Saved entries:
'''

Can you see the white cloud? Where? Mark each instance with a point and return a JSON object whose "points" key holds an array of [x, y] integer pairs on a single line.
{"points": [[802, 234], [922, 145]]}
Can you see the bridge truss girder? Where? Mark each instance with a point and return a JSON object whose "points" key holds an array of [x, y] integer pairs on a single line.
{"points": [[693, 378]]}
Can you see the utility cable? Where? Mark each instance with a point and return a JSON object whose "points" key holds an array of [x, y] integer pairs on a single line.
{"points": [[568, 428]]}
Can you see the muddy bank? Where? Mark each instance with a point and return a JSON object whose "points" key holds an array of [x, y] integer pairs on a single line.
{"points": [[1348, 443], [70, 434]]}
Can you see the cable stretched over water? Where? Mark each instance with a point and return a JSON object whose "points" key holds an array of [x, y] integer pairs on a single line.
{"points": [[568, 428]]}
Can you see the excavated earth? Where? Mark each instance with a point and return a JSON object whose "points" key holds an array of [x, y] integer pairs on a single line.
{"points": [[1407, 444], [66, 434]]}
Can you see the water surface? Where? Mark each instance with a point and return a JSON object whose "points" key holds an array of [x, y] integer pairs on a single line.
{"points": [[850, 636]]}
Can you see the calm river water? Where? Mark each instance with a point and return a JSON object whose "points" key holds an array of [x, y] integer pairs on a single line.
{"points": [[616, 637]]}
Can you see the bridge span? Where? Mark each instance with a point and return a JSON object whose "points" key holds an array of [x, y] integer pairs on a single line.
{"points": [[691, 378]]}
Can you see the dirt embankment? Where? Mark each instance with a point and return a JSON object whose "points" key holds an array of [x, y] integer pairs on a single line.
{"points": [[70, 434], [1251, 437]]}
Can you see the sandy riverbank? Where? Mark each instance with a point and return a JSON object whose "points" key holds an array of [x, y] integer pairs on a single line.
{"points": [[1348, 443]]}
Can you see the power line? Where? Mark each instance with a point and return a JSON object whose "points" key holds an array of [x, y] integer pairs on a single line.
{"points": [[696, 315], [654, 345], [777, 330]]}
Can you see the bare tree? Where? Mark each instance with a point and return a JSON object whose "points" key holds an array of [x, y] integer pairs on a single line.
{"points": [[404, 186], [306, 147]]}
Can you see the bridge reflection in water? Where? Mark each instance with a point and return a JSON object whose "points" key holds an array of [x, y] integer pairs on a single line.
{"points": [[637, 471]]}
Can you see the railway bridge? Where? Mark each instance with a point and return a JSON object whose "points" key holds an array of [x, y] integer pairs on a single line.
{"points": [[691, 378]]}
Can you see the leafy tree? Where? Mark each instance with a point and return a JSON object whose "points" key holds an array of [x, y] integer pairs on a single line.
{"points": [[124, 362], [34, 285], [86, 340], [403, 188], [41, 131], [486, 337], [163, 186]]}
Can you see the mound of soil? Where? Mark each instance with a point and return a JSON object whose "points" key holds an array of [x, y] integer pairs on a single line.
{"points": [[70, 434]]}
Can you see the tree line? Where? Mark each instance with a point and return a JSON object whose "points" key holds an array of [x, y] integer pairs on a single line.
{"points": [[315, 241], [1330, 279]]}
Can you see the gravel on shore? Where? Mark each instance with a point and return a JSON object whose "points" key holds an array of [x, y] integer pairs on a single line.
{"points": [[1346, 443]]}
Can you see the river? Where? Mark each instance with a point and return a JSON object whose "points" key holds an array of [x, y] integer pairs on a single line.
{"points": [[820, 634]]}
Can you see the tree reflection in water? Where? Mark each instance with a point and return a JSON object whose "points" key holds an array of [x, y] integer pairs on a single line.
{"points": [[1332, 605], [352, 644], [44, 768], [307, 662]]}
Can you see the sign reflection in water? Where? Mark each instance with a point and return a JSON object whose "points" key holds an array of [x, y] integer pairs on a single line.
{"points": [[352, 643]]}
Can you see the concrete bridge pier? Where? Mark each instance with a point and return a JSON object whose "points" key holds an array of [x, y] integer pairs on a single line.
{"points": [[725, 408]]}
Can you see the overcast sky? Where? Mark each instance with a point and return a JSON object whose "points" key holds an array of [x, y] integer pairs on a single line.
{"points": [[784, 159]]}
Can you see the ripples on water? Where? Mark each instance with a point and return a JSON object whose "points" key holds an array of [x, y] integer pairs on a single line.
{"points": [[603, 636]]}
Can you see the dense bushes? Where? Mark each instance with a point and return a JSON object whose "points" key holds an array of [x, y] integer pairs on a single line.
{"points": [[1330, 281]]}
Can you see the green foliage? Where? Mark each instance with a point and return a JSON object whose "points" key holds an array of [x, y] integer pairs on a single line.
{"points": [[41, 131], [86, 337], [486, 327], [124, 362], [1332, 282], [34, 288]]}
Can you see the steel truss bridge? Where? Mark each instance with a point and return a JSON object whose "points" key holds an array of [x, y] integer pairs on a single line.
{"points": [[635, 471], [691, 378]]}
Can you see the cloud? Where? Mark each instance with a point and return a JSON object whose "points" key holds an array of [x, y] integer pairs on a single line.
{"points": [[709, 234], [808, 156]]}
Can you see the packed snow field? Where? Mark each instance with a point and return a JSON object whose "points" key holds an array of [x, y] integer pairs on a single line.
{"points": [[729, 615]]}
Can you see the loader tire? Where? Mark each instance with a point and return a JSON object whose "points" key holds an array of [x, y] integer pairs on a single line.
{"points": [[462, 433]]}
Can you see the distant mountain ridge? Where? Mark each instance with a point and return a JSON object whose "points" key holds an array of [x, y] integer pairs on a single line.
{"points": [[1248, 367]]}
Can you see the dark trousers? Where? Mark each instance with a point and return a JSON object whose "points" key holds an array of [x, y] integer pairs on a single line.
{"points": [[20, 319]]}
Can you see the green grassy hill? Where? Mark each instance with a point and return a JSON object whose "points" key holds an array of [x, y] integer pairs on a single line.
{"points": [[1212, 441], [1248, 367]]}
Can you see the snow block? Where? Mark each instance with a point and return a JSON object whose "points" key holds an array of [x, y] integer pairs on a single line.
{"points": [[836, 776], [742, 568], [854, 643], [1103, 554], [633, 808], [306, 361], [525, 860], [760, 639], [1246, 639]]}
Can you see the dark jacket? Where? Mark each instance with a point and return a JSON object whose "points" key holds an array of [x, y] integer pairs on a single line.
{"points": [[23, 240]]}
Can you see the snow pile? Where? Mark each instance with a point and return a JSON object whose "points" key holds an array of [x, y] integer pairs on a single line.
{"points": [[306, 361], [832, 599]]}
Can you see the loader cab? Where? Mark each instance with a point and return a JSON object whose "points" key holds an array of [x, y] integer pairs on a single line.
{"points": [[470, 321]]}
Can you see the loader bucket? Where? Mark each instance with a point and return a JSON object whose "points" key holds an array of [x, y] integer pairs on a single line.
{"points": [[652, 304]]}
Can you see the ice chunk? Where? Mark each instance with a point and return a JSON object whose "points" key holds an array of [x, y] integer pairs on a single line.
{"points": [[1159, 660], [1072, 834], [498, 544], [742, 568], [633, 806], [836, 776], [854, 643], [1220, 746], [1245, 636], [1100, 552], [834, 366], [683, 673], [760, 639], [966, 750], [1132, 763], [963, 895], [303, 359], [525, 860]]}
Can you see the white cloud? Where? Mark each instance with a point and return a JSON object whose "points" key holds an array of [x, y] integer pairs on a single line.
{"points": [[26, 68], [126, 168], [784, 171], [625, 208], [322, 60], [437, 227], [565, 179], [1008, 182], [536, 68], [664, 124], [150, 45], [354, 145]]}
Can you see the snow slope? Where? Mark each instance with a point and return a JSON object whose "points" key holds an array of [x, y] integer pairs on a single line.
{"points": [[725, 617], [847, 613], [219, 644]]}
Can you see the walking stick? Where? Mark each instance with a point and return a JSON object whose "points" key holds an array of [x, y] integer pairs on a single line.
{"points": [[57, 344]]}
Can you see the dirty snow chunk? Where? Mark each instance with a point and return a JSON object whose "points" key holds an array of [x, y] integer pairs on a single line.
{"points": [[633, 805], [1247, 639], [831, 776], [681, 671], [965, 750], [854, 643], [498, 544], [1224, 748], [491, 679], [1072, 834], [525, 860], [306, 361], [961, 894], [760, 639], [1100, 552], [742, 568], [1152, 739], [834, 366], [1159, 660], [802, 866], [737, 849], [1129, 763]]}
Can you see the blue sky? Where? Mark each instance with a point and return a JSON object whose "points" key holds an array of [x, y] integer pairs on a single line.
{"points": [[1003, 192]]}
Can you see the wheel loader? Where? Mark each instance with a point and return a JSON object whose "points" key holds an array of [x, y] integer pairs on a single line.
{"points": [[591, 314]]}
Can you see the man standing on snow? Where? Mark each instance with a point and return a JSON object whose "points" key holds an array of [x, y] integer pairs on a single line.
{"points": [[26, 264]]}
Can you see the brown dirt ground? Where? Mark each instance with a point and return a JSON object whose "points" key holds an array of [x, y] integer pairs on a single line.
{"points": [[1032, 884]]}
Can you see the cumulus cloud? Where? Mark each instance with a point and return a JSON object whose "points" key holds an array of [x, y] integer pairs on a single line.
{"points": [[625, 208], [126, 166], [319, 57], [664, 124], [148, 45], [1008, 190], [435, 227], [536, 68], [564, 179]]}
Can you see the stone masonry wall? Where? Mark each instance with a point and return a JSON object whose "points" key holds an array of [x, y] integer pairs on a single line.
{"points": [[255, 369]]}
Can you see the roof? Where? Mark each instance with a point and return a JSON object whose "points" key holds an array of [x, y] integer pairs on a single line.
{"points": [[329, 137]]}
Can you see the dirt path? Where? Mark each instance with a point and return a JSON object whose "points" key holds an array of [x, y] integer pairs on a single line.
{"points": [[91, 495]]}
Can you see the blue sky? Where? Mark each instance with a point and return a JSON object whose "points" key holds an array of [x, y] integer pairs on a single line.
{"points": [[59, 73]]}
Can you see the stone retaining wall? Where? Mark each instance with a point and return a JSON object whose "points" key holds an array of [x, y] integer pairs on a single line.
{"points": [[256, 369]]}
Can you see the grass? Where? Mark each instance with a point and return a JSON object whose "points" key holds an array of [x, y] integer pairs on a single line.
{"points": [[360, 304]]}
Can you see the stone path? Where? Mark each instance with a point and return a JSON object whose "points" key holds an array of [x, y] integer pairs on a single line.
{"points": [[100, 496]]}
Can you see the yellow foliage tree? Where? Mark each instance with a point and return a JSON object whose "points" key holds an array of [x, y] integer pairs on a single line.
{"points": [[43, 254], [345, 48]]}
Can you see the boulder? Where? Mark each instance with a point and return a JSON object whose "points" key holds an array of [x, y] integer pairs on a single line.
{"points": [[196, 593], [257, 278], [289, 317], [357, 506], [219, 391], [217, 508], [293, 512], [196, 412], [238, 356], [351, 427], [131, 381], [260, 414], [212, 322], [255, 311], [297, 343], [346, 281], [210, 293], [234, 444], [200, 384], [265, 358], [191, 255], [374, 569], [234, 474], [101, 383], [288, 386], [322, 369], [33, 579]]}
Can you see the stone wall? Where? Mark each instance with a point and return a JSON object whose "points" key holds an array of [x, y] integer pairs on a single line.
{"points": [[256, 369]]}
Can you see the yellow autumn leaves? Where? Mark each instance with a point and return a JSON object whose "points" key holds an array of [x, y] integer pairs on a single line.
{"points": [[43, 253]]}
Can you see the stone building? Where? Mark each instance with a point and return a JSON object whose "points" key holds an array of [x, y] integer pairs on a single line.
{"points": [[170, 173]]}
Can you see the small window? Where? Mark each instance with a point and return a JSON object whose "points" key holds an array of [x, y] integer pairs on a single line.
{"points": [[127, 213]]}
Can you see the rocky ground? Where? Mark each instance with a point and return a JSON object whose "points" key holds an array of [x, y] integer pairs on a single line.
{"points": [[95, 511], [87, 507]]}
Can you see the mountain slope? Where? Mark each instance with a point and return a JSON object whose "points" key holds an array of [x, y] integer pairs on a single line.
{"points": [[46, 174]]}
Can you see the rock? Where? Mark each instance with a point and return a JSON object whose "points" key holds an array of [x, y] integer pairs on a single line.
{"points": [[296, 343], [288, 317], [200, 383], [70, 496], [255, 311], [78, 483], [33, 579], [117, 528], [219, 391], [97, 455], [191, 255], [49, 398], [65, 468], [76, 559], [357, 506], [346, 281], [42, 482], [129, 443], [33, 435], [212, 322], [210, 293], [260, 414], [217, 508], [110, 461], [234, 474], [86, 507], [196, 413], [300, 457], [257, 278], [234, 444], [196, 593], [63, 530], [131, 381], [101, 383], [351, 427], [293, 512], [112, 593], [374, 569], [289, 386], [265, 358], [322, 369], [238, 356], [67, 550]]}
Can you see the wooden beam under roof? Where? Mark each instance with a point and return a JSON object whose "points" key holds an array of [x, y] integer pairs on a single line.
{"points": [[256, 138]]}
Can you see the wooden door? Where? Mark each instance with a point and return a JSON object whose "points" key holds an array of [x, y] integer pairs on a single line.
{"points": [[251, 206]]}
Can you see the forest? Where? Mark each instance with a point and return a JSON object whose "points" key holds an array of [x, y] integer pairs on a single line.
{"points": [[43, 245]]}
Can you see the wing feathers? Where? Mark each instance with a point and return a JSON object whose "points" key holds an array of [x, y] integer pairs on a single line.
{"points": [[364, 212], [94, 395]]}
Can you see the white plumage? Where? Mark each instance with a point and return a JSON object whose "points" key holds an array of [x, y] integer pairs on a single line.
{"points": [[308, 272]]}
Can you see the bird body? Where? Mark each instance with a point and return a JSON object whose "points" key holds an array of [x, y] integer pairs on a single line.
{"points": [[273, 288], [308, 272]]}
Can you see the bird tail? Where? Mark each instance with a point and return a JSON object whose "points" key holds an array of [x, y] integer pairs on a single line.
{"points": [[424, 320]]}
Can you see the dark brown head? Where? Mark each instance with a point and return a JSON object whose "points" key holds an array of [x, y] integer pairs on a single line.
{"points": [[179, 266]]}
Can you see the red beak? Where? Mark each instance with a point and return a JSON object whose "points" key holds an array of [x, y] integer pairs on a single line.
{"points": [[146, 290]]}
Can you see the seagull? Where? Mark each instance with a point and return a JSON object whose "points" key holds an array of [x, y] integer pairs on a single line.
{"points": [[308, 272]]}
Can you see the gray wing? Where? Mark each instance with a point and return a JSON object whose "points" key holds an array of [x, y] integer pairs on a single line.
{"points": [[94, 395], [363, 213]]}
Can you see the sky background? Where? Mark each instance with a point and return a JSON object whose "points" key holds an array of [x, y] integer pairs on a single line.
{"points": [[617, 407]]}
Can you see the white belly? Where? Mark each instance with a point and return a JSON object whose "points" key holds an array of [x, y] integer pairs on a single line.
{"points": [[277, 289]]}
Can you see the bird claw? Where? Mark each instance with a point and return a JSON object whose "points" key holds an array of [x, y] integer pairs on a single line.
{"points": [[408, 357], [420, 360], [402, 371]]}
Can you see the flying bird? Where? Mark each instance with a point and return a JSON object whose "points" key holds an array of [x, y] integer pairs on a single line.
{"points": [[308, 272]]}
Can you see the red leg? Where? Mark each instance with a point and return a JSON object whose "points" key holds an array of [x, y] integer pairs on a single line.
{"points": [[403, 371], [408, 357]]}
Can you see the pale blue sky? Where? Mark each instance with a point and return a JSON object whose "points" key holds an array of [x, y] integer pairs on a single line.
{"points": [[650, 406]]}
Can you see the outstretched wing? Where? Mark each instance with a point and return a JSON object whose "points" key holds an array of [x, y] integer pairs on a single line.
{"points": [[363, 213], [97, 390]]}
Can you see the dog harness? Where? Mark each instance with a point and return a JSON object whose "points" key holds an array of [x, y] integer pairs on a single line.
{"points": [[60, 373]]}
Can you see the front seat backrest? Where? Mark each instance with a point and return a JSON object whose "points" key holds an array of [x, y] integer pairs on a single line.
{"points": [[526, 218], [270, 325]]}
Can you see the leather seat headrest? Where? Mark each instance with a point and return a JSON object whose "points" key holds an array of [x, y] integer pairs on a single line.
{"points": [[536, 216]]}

'''

§ Work to complete
Take the line with "Can you see the flying" and all lines after it through the end of the records, and write them out exactly; include nothing else.

§ Written answer
Can you see the flying bird? Where? Mark each instance with a point and return a JSON object whose "points" key holds an array of [x, y] integer pairs on a single line.
{"points": [[308, 272]]}
Can you see the red leg? Where? Mark each instance with a point and return a JSON object whose "points" key holds an array of [x, y] integer pairs on a single line.
{"points": [[403, 371], [408, 357]]}
Can you see the pale blue sky? Where? Mark each instance with a point and return a JSON object whose "points" key holds an array of [x, y] integer pairs on a single line.
{"points": [[650, 406]]}
Can you see the outstretched wing? Where? Mark each instance with a point and return a JSON object whose "points" key holds an array of [x, y] integer pairs on a single line.
{"points": [[363, 213], [97, 390]]}
Can you see the dog harness? Where? Mark each instance with a point and return a JSON object whose "points" key holds an array of [x, y] integer pairs on a single line.
{"points": [[60, 373]]}
Can you see the front seat backrest? Where? Mark each instance with a point and return a JSON object whose "points" key holds an array of [x, y] integer pairs on a single line.
{"points": [[526, 218], [270, 325]]}
Can you see the leather seat headrest? Where? Mark each instance with a point and return a JSON object whose "points" key holds an array of [x, y] integer pairs on a single line.
{"points": [[536, 216]]}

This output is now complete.